── Page excerpt
I have written a code that generates x and y data and am able to plot it.
# Number of observations
n <- 250
# x randomly drawn from a continuous uniform distribution with bounds [0,10]
x <- runif(min = 0, max = 1, n = sample(n))
# Error term from Normal distribution
error <- rnorm(n = n, mean = 0, sd = 2)
beta_0 <- 1
beta_1 <- -1
y <- beta_0*x + (beta_1*x - error)
library(tibble)
df <- tibble(x = x, y = y)
df
library(ggplot2)
ggplot(data = df, aes(x = x, y = y)) + geom_point()
labs(title = "y = f(x)")
I get an graph image like this:
I also get a data table like this of different coordinate data:
x | y. |
---|---|
0.139 | -2.87 |
0.981 | 1.48 |
I would like to now randomly classify my data, such that my table looks like:
x | y. | Group1 | Group2 |
---|---|---|---|
0.139 | -2.87 | -1 | 1 |
0.981 | 1.48 | 1 | -1 |
Where 1 represents that points membership to the group and -1 representing the point not being affiliated to the group. On the graph this would look like I had blue dots for Group1 membership vs red dots for Group2 membership.
Any help with this would be greatly appreciated.
Thank you.
────
• Short problem 1: Reproduce the entire forum post on splitting R plot data into random groups, word for word.
── Data for processing
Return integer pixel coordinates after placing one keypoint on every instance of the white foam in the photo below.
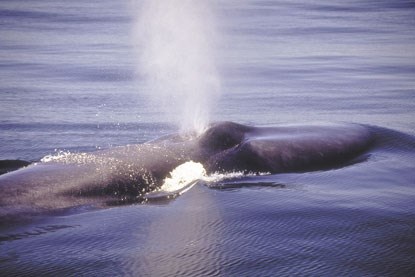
(58, 156)
(182, 176)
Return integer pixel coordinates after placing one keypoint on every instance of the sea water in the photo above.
(69, 82)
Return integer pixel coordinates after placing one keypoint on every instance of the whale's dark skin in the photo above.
(130, 171)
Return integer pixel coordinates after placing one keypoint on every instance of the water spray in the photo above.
(175, 41)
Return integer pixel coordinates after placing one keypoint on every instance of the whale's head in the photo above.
(223, 135)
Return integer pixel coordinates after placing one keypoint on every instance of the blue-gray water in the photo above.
(68, 82)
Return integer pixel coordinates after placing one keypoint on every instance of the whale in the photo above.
(127, 173)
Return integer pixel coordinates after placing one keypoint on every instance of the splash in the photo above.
(175, 41)
(183, 175)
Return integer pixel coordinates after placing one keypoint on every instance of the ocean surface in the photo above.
(69, 82)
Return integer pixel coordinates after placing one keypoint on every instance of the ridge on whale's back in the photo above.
(290, 148)
(126, 174)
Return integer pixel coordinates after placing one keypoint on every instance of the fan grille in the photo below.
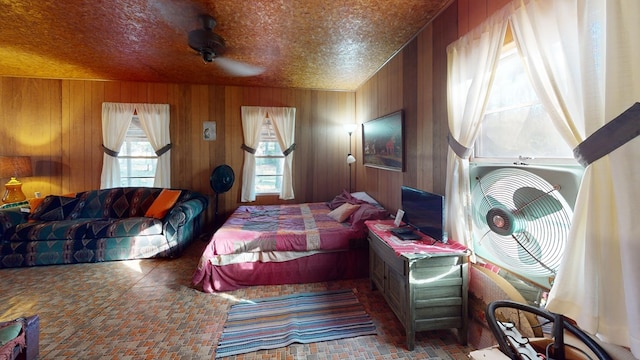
(520, 219)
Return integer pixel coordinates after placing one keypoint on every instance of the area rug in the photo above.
(273, 323)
────
• Short problem 2: List each line of the listing that contains the word "whale".

• Written answer 1:
I have written a code that generates x and y data and am able to plot it.
# Number of observations
n <- 250
# x randomly drawn from a continuous uniform distribution with bounds [0,10]
x <- runif(min = 0, max = 1, n = sample(n))
# Error term from Normal distribution
error <- rnorm(n = n, mean = 0, sd = 2)
beta_0 <- 1
beta_1 <- -1
y <- beta_0*x + (beta_1*x - error)
library(tibble)
df <- tibble(x = x, y = y)
df
library(ggplot2)
ggplot(data = df, aes(x = x, y = y)) + geom_point()
labs(title = "y = f(x)")
I get an graph image like this:
I also get a data table like this of different coordinate data:
x | y. |
---|---|
0.139 | -2.87 |
0.981 | 1.48 |
I would like to now randomly classify my data, such that my table looks like:
x | y. | Group1 | Group2 |
---|---|---|---|
0.139 | -2.87 | -1 | 1 |
0.981 | 1.48 | 1 | -1 |
Where 1 represents that points membership to the group and -1 representing the point not being affiliated to the group. On the graph this would look like I had blue dots for Group1 membership vs red dots for Group2 membership.
Any help with this would be greatly appreciated.
Thank you.

• Written answer 2:
Return integer pixel coordinates after placing one keypoint on every instance of the whale's dark skin in the photo above.
Return integer pixel coordinates after placing one keypoint on every instance of the whale's head in the photo above.
Return integer pixel coordinates after placing one keypoint on every instance of the whale in the photo above.
Return integer pixel coordinates after placing one keypoint on every instance of the ridge on whale's back in the photo above.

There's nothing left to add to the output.